# PROBLEM
Starting with the line that contains "the wooden railing" and going on through the line that contains "[[165, 29]]", rewrite those record lines with "innermost point" renamed to "central point" everywhere, changing nothing else. Leave the pictures out of your answer.

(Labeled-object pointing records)
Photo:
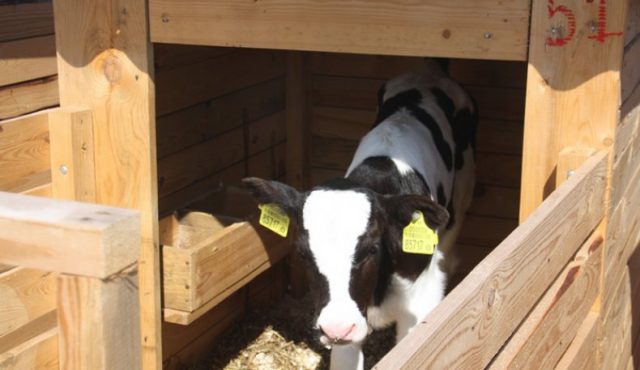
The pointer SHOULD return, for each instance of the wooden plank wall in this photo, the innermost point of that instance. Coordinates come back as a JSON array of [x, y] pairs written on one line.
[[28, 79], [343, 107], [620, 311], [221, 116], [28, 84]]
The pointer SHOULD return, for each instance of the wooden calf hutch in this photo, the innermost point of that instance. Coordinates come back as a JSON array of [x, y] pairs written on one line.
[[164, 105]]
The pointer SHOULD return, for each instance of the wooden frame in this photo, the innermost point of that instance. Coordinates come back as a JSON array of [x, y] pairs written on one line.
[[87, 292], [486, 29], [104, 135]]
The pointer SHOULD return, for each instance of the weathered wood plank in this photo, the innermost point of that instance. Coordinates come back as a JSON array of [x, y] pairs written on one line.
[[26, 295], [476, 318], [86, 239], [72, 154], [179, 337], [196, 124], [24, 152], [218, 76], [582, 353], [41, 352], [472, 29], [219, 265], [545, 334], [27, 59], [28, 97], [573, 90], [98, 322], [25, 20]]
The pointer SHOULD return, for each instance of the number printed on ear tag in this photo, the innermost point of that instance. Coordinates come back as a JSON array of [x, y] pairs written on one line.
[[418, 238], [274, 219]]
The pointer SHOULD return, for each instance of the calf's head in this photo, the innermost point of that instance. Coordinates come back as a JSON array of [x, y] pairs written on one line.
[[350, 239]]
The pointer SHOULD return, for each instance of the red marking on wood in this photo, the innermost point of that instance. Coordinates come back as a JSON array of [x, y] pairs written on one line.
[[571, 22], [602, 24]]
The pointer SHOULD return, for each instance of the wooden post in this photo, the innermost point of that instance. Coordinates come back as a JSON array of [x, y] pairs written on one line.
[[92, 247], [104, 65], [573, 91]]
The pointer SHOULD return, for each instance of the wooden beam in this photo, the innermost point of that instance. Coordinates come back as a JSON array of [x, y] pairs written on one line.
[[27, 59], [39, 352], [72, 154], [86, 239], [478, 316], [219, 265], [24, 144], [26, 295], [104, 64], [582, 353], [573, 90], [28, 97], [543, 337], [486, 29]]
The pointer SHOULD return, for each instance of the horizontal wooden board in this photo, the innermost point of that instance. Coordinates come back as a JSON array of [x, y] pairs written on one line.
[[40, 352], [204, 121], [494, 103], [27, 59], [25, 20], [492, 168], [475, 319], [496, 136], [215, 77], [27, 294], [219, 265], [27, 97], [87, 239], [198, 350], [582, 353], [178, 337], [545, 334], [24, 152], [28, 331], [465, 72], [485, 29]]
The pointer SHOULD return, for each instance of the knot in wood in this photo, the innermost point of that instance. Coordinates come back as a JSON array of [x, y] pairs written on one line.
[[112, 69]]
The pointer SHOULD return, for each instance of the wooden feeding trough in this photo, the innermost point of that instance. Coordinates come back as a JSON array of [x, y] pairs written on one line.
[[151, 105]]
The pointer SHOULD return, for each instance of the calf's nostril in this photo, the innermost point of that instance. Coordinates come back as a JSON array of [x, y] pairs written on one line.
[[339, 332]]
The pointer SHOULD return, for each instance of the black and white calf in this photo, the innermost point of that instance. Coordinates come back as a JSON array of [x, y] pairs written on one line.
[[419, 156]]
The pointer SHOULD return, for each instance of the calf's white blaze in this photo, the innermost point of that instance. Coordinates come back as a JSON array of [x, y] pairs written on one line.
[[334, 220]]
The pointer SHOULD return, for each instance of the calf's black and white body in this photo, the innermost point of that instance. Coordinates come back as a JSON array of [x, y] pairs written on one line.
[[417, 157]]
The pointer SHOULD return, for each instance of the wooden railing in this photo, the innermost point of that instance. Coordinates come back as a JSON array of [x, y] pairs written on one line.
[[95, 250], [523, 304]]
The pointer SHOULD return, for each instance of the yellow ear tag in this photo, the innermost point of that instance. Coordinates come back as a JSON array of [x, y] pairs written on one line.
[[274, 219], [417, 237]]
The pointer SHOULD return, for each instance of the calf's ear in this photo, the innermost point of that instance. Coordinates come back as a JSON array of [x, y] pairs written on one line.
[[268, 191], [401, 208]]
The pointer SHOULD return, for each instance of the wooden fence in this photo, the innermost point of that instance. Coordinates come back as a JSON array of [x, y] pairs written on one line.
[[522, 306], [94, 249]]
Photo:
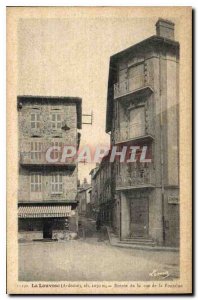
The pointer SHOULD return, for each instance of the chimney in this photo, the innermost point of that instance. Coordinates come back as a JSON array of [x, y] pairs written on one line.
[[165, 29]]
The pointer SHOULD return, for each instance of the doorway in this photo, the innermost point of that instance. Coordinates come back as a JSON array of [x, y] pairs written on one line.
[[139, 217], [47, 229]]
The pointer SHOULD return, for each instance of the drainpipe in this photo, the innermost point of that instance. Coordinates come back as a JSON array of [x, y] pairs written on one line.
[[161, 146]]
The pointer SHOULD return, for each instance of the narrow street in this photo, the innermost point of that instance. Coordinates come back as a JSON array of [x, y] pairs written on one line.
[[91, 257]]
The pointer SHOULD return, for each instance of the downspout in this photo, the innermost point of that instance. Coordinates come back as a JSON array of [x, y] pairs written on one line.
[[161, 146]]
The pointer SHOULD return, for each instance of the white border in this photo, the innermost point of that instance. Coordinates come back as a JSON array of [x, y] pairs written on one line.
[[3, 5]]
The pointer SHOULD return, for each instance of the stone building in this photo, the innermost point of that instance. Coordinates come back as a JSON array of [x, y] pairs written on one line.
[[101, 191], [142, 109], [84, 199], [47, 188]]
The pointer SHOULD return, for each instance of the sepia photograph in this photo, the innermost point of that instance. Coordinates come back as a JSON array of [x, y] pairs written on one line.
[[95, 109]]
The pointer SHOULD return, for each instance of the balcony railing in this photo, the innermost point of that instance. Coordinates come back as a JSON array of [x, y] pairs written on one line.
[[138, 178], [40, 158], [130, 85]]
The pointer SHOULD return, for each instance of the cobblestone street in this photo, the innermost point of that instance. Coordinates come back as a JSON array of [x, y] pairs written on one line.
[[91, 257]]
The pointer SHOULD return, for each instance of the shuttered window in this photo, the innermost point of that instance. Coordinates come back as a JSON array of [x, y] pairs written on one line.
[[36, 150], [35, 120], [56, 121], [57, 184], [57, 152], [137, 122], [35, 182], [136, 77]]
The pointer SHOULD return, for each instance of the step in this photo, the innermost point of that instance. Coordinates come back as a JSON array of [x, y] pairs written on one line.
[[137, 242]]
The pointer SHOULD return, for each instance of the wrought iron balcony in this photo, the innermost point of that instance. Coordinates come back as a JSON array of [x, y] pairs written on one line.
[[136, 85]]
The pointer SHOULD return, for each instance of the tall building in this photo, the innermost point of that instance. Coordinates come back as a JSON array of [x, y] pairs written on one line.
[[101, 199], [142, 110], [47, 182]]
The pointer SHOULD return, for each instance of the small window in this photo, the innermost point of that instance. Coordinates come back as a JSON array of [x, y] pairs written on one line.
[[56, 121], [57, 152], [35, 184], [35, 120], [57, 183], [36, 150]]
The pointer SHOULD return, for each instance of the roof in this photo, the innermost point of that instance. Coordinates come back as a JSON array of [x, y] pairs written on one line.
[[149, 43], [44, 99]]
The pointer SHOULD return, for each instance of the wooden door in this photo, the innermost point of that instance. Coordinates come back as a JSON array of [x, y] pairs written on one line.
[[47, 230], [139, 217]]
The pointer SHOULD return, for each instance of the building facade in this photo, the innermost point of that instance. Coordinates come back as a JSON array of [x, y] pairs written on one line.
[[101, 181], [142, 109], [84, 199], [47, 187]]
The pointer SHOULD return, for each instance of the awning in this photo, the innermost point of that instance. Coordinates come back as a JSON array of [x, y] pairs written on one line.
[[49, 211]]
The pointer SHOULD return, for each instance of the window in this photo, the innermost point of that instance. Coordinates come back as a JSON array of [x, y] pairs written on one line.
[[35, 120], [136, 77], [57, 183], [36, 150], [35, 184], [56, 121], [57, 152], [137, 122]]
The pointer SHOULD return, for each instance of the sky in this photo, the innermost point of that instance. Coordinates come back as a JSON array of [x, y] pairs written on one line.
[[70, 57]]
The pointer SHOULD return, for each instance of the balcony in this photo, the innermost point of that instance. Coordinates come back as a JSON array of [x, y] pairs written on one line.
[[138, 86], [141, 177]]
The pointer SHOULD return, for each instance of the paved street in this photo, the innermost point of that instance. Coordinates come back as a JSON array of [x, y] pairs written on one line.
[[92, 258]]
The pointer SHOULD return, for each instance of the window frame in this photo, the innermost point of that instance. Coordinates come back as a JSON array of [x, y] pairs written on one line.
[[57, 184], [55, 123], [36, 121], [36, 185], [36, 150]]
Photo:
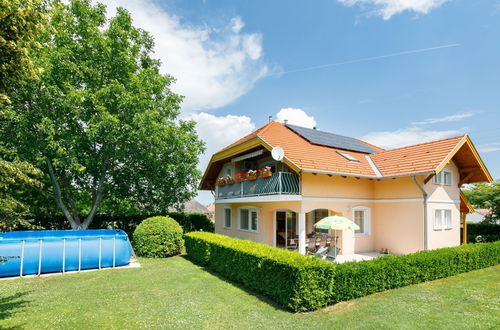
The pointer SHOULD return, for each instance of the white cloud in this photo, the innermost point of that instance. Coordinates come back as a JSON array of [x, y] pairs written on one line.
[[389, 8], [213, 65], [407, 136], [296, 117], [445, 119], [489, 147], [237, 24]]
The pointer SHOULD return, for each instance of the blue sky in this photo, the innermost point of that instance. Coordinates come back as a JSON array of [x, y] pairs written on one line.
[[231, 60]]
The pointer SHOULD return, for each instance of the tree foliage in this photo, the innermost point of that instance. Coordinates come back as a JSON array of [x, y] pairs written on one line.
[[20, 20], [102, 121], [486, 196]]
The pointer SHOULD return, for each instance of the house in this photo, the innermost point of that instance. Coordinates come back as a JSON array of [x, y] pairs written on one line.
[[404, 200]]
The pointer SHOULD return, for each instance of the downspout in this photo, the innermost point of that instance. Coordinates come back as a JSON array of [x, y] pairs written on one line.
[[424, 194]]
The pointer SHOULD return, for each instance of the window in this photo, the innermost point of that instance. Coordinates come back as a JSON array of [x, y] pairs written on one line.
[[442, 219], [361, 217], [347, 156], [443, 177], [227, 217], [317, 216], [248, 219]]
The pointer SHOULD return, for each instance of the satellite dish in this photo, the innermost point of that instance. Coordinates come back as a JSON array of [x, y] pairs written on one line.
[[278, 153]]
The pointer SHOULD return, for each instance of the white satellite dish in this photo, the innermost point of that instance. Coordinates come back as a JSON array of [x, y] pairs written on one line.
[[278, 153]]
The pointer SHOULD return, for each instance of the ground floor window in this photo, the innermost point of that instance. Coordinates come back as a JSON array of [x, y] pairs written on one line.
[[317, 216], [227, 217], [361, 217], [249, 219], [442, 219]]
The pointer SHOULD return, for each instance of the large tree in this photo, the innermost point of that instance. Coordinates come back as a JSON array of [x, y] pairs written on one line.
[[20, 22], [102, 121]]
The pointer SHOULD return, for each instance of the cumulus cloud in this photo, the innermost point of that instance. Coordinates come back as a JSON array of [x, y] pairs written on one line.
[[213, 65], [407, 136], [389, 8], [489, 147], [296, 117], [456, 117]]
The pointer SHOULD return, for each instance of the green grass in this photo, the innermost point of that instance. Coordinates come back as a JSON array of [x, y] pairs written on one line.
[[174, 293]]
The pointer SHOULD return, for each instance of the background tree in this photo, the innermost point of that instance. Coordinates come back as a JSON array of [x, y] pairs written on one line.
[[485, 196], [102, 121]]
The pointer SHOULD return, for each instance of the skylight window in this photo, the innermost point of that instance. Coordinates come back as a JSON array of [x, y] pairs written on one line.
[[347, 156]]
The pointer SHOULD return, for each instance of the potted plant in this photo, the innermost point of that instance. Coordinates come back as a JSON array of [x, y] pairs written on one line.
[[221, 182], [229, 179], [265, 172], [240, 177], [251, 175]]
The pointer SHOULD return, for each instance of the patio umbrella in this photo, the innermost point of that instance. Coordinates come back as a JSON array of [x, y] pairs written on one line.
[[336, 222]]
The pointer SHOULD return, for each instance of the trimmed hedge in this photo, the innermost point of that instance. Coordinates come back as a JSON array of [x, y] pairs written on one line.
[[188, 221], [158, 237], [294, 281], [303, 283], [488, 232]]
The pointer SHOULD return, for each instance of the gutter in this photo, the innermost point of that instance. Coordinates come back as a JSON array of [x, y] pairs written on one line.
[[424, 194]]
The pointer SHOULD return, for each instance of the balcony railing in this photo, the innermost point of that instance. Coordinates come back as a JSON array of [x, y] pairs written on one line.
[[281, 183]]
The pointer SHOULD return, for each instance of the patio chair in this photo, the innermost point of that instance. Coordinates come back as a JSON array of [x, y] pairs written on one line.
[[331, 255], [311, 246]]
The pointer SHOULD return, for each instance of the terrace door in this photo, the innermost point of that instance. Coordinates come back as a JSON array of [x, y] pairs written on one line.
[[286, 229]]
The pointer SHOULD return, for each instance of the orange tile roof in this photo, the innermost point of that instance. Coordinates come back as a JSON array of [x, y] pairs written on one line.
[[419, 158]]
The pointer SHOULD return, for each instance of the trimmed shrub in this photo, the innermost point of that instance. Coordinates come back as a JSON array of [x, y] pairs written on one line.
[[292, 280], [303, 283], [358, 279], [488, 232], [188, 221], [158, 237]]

# SOLUTION TO THIS PROBLEM
The pointer SHOULD return, for each instance of the wooden railing in this photo, the central point of that instance. Coordinates come back as a JSON array of [x, y] pairs written on one line.
[[95, 250], [523, 304]]
The pointer SHOULD return, for each instance of the yellow ear tag in this photo, the central point of that instance. Coordinates come back as a JSON array of [x, y] pairs written on one line.
[[274, 219], [417, 237]]
The pointer SHOULD return, for each instance of the calf's ear in this photo, the central point of that instance. Coordinates come back as a JSON array of [x, y] pairs written on one line.
[[268, 191], [401, 208]]
The pointer SHOULD return, for each instance of the wooden fence in this photo, the central point of that instance. Coordinates come back as a JSON array of [x, y] pairs written on one line.
[[522, 306], [94, 249]]
Photo:
The pointer SHOULD return, for each instance of the chimney in this photo, the central point of that instance. Coordinates come back as a JSON array of [x, y] pairs written on one line.
[[165, 29]]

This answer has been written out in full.